### EXERCISE PROMPT
Locate every line of the records that contains the word "head", and copy each of those lines.

### DATA SHOWN
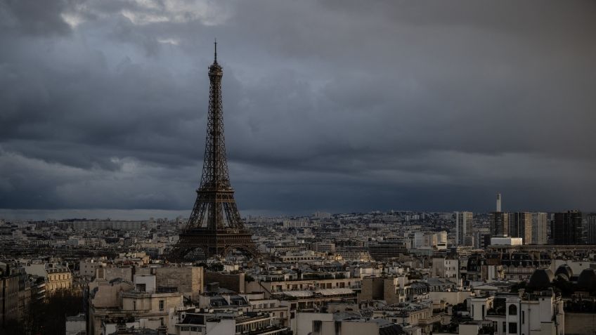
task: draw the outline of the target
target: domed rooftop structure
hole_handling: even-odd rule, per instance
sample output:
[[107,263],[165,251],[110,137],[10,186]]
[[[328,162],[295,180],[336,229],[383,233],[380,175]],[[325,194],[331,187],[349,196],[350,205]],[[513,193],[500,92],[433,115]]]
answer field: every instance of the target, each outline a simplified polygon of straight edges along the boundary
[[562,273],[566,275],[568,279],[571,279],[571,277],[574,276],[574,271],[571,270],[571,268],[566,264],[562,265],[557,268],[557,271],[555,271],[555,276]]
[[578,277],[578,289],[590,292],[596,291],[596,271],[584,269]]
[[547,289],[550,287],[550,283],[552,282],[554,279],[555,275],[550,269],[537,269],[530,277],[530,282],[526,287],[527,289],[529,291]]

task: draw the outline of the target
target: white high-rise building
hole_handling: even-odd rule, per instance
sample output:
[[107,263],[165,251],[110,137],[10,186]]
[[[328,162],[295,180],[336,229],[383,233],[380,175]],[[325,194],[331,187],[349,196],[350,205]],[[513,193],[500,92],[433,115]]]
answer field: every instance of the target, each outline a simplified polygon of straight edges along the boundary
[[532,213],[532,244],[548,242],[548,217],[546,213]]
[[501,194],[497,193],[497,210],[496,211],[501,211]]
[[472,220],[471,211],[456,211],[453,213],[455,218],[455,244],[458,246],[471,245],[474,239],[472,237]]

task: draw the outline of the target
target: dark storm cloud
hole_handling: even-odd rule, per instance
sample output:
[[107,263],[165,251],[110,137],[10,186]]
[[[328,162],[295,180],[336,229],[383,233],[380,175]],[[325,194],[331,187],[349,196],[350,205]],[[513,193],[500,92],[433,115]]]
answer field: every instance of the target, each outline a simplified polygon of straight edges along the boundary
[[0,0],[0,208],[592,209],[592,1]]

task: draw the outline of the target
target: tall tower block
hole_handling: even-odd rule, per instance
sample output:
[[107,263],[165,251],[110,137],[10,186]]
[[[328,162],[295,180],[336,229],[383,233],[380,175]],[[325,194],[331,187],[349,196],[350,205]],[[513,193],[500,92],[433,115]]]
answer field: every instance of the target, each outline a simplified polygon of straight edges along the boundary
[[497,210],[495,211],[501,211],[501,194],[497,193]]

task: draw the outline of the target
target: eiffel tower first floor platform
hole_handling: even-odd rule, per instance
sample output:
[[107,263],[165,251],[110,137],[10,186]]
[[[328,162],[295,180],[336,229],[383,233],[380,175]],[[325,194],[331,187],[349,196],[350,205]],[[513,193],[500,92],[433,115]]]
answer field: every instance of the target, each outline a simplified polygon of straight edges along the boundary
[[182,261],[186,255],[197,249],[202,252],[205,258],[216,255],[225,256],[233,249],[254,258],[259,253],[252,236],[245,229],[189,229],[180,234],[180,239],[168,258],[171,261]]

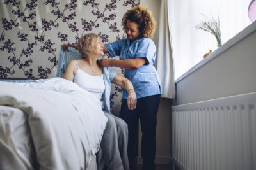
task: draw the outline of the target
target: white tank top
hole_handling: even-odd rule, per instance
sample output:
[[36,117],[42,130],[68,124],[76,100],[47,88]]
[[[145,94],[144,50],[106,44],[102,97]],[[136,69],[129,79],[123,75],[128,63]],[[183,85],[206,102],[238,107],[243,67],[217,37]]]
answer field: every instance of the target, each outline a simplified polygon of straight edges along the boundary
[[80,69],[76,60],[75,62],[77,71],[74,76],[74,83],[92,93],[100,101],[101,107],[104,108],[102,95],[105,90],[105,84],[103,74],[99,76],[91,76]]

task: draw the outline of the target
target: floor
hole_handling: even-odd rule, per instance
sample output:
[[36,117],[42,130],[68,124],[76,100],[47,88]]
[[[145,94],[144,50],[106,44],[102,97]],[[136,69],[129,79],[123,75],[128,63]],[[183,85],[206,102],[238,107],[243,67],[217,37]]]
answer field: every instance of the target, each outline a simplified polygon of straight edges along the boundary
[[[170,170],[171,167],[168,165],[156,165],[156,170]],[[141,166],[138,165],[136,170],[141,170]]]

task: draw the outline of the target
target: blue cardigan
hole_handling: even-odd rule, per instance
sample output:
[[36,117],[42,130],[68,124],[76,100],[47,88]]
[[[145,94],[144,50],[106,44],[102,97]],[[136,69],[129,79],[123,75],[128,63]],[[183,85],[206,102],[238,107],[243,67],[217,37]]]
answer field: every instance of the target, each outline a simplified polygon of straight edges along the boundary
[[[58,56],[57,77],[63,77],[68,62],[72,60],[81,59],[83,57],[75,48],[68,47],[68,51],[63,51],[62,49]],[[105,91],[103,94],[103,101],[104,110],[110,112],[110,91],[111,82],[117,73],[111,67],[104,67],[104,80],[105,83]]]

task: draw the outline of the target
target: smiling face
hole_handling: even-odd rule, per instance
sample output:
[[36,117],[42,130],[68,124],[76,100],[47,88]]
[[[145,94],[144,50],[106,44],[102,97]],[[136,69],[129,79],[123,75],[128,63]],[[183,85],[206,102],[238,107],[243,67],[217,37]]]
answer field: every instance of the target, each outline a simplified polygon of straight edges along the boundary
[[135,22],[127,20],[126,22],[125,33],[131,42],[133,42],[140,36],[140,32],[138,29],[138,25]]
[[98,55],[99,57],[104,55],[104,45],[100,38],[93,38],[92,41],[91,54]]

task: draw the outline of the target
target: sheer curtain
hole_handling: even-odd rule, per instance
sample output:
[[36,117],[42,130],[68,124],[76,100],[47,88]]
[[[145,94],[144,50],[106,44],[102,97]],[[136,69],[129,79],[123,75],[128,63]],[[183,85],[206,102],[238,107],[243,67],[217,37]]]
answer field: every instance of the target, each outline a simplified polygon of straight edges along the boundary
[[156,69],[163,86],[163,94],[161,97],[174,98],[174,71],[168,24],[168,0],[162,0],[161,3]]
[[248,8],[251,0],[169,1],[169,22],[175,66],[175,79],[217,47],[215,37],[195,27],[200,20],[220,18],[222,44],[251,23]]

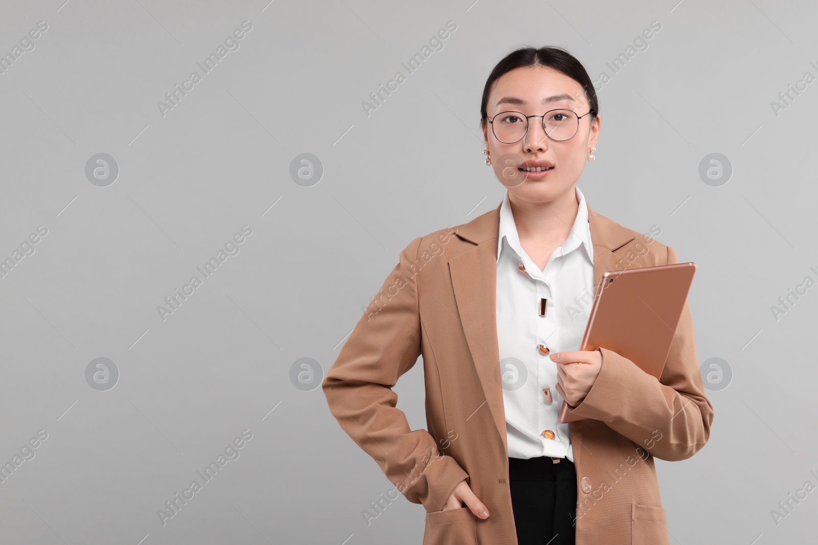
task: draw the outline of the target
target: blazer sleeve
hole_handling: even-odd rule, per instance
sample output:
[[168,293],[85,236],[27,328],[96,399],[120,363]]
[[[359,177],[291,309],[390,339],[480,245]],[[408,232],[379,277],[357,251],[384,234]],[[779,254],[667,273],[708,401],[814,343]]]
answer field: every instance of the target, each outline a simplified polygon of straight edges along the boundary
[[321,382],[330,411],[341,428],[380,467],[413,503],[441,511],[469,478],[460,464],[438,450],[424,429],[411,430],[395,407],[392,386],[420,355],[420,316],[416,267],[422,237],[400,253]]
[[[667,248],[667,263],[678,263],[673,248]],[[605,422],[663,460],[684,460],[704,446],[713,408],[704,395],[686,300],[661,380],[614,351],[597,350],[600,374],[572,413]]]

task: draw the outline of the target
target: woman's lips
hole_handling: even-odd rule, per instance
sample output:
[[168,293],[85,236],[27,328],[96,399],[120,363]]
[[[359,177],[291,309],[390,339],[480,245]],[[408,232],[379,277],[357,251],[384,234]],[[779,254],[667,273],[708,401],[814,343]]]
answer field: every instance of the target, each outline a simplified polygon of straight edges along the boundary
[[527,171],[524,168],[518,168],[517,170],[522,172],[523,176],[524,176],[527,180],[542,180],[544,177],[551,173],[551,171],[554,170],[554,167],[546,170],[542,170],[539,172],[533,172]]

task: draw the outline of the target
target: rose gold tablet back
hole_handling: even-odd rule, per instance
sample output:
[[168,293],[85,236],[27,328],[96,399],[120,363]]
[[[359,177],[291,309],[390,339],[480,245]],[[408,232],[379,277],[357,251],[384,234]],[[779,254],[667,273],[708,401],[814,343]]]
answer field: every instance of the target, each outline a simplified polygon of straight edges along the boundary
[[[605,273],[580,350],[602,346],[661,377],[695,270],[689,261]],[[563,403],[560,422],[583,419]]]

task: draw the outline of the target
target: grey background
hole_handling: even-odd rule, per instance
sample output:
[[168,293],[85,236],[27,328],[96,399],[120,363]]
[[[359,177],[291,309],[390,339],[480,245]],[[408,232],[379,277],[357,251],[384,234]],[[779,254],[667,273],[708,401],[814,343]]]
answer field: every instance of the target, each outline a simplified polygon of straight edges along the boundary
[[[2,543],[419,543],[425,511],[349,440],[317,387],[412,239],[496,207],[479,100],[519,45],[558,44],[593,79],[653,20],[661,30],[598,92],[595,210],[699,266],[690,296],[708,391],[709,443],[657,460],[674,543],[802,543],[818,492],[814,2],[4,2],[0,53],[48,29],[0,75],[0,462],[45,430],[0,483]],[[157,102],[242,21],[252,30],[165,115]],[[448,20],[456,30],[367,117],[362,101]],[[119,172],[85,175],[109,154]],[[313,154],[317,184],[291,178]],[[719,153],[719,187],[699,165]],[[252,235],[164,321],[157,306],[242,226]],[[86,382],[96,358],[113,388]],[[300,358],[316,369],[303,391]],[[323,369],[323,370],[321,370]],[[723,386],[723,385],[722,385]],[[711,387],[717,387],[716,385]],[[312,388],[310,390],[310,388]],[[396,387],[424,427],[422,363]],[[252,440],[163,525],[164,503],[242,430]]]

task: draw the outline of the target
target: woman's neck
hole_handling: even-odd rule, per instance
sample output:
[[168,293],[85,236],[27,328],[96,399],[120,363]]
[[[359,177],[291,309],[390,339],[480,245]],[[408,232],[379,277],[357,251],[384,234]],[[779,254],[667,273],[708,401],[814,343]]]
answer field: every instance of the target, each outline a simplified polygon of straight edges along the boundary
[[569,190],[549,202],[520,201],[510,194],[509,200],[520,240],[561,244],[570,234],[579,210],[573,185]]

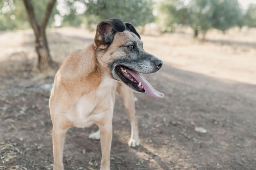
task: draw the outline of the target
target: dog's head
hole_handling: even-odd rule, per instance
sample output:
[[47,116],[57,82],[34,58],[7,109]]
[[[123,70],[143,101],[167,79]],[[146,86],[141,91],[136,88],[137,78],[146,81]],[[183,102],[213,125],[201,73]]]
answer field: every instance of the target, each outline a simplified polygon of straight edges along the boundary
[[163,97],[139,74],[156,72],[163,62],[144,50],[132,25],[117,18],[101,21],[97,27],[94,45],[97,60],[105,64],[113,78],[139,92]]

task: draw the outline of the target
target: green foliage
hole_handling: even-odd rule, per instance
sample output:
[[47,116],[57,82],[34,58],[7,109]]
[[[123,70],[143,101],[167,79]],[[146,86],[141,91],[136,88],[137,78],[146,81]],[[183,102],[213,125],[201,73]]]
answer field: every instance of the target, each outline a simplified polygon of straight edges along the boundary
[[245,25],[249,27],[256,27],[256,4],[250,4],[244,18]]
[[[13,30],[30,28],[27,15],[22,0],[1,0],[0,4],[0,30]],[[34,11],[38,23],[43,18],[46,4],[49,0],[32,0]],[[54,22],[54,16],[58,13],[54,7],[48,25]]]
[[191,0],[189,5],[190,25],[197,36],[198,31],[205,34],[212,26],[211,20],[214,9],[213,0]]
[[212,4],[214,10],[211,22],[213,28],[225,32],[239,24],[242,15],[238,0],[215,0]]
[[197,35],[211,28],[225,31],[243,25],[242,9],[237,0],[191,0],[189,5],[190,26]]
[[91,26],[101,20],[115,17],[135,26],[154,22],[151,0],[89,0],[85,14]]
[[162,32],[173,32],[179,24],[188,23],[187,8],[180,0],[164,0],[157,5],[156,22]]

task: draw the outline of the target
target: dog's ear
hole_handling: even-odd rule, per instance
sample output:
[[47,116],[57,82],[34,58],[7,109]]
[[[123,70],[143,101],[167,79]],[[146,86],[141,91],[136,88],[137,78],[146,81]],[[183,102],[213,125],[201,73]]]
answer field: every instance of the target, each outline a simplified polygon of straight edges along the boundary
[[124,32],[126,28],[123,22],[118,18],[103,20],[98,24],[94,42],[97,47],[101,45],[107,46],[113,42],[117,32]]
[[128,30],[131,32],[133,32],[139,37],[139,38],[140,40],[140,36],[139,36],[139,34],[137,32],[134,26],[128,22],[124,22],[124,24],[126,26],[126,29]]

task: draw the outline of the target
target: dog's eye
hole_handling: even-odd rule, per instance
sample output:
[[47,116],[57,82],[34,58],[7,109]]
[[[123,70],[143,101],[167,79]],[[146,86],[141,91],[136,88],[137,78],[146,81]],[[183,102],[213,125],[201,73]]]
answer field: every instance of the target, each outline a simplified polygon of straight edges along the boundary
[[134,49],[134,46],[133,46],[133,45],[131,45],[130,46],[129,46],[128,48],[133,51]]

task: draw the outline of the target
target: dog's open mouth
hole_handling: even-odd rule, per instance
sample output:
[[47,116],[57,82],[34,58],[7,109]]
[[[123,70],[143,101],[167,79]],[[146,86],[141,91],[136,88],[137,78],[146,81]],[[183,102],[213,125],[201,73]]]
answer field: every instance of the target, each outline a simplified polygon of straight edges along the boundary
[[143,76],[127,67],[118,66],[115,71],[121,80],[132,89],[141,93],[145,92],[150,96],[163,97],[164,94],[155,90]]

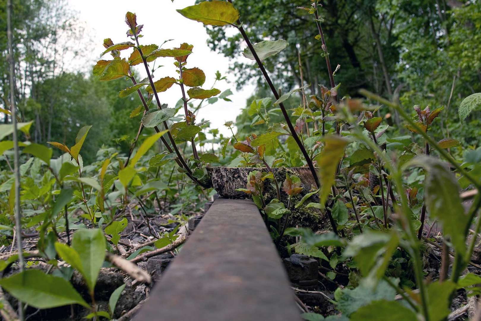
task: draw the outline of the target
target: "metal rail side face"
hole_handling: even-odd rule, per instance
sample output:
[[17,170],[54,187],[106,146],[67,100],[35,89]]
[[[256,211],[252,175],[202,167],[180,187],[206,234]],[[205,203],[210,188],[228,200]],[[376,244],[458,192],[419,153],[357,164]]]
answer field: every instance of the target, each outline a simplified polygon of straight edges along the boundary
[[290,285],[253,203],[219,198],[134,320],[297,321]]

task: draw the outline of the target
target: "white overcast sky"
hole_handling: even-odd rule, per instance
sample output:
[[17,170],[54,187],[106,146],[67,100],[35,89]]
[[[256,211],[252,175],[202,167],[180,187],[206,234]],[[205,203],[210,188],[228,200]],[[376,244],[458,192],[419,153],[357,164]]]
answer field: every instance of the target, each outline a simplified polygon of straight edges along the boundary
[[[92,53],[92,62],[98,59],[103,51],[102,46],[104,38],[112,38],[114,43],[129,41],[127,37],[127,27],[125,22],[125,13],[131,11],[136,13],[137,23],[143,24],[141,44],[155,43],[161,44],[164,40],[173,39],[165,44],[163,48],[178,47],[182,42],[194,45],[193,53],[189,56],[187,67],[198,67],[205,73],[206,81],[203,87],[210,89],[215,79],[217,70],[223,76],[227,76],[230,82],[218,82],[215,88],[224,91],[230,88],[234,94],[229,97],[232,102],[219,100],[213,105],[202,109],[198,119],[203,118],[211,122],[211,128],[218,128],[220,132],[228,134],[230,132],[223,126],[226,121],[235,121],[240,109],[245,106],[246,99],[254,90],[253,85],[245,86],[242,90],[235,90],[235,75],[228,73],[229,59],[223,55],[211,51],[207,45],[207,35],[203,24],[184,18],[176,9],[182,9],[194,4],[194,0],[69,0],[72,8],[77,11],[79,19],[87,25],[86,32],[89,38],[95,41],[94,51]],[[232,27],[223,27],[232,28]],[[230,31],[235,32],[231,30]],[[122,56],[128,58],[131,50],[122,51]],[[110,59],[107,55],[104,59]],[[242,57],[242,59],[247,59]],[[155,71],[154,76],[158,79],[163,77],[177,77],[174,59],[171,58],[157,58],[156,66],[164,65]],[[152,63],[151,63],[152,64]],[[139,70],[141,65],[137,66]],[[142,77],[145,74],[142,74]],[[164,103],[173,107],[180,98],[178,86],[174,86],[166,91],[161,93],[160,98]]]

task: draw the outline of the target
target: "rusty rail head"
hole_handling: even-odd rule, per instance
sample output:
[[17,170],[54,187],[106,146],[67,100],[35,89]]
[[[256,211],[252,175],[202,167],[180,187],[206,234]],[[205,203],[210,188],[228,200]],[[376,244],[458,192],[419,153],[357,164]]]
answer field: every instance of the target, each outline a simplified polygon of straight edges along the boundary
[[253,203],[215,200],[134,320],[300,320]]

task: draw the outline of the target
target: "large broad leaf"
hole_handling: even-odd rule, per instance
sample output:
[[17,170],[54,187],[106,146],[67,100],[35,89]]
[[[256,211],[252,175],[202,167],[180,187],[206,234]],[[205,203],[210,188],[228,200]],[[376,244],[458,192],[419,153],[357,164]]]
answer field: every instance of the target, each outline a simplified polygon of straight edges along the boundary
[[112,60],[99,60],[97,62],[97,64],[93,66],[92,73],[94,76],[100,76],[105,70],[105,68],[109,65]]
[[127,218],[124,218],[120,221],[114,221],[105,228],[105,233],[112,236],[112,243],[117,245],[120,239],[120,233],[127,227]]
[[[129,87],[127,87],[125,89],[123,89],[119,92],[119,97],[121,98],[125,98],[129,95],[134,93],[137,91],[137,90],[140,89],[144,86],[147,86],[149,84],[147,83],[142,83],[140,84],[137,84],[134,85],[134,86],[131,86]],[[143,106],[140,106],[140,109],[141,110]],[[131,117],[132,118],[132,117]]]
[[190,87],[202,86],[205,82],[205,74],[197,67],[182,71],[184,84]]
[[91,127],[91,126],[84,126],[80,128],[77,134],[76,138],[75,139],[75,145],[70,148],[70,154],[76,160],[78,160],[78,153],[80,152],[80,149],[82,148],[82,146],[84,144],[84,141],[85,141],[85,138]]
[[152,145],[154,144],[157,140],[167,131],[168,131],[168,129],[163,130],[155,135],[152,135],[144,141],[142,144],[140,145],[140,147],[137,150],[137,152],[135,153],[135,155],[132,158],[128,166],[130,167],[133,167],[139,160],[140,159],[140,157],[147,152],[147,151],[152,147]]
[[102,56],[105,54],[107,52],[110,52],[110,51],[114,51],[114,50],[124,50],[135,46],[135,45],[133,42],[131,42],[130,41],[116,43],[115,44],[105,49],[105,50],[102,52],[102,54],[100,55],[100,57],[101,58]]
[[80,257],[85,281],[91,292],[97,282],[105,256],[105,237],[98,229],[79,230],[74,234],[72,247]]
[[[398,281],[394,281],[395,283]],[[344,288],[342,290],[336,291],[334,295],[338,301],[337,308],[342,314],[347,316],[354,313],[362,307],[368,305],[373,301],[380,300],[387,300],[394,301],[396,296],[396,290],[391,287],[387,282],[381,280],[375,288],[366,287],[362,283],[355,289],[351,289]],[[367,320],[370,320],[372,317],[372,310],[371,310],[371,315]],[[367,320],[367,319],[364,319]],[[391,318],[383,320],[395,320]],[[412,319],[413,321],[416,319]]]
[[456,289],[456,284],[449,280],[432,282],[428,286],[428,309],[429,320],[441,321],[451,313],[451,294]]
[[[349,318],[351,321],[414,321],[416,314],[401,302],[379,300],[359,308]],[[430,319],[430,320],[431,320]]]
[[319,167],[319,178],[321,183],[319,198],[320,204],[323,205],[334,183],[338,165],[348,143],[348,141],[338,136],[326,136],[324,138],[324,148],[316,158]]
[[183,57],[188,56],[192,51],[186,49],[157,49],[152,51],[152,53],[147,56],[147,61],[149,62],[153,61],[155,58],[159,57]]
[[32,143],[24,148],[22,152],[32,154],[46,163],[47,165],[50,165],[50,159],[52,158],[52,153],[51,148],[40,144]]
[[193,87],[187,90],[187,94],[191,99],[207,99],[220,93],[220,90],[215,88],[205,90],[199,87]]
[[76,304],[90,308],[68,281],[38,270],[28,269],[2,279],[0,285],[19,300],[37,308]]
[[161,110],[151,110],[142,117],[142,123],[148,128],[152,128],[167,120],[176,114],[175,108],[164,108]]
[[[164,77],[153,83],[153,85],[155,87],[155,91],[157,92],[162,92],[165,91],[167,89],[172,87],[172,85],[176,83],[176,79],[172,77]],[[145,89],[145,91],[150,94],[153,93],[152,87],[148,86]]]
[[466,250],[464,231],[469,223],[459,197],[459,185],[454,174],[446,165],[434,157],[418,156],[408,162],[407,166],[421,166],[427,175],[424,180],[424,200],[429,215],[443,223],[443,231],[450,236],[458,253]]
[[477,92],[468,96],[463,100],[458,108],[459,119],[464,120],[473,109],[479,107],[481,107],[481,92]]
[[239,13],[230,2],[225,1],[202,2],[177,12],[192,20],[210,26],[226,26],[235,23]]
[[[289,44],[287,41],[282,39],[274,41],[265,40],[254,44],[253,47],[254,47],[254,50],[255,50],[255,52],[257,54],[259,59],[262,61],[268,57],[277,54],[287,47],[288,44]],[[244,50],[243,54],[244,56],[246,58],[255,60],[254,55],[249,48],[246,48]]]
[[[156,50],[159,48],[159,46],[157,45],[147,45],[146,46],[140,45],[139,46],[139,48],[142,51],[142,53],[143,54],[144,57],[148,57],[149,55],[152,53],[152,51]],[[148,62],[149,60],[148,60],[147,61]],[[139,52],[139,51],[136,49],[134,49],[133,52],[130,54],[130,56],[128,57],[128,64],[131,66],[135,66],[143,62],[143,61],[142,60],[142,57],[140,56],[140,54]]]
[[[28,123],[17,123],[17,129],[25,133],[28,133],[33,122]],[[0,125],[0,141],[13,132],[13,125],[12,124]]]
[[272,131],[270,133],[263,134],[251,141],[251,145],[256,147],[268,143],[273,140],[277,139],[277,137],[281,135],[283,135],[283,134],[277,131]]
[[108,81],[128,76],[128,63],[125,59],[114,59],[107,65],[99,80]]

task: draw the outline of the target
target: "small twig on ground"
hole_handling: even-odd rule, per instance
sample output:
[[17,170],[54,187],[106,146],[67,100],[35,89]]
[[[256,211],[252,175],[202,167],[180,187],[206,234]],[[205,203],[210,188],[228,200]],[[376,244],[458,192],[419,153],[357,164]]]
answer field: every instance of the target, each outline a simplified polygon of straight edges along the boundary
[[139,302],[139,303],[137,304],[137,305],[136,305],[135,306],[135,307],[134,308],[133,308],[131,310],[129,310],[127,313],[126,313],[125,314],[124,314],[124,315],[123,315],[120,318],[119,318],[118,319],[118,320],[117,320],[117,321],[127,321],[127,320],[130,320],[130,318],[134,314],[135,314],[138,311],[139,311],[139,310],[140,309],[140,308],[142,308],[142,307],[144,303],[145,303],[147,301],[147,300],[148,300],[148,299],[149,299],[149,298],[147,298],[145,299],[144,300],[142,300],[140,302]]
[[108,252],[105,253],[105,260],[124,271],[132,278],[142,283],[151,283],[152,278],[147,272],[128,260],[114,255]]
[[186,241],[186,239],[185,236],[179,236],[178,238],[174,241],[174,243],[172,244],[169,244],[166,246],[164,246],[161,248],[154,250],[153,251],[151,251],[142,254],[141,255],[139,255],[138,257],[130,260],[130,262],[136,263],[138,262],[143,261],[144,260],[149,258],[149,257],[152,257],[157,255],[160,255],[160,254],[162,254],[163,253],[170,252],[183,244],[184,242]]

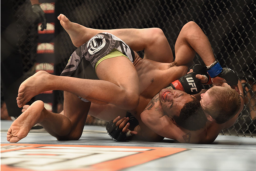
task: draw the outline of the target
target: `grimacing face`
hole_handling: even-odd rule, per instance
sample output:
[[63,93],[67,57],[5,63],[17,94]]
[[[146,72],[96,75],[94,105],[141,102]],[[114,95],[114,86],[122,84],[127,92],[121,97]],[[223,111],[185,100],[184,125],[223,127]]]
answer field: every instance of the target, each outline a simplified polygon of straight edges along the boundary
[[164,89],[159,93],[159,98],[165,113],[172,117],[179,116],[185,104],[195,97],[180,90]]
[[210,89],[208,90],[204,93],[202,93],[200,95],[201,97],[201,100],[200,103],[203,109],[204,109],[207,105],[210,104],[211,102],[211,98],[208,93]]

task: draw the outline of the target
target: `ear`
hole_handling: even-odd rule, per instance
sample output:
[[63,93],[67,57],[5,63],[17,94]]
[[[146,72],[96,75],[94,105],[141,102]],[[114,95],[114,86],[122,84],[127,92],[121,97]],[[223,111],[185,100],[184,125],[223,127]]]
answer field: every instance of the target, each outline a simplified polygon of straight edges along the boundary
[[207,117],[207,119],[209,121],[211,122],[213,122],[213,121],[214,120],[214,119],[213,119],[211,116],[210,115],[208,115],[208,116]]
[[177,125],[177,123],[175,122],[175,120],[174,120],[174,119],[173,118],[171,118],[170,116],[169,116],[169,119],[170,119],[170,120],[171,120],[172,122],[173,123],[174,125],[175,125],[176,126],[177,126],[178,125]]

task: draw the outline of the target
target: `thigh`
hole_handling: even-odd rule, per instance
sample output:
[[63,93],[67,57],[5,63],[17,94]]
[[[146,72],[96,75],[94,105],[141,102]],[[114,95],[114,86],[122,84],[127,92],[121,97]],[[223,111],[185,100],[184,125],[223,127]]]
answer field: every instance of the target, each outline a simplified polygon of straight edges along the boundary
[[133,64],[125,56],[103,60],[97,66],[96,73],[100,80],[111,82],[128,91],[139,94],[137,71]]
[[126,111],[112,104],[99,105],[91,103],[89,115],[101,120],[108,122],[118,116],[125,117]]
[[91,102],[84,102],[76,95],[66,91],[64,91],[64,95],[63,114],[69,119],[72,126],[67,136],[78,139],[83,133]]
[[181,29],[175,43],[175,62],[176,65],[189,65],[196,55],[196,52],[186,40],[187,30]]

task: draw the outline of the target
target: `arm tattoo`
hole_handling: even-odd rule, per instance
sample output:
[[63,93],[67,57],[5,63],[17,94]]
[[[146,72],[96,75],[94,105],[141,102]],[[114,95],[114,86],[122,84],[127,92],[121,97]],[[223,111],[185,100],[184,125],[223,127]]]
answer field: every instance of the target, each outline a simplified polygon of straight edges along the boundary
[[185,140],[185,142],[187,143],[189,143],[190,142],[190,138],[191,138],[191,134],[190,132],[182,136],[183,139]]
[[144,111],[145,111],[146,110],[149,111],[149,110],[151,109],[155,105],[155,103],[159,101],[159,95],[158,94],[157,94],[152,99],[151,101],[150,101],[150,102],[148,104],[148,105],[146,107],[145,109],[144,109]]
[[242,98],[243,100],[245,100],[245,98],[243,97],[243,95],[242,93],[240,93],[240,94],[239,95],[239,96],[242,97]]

### PROBLEM SOLUTION
target: dog's head
target: "rusty rail head"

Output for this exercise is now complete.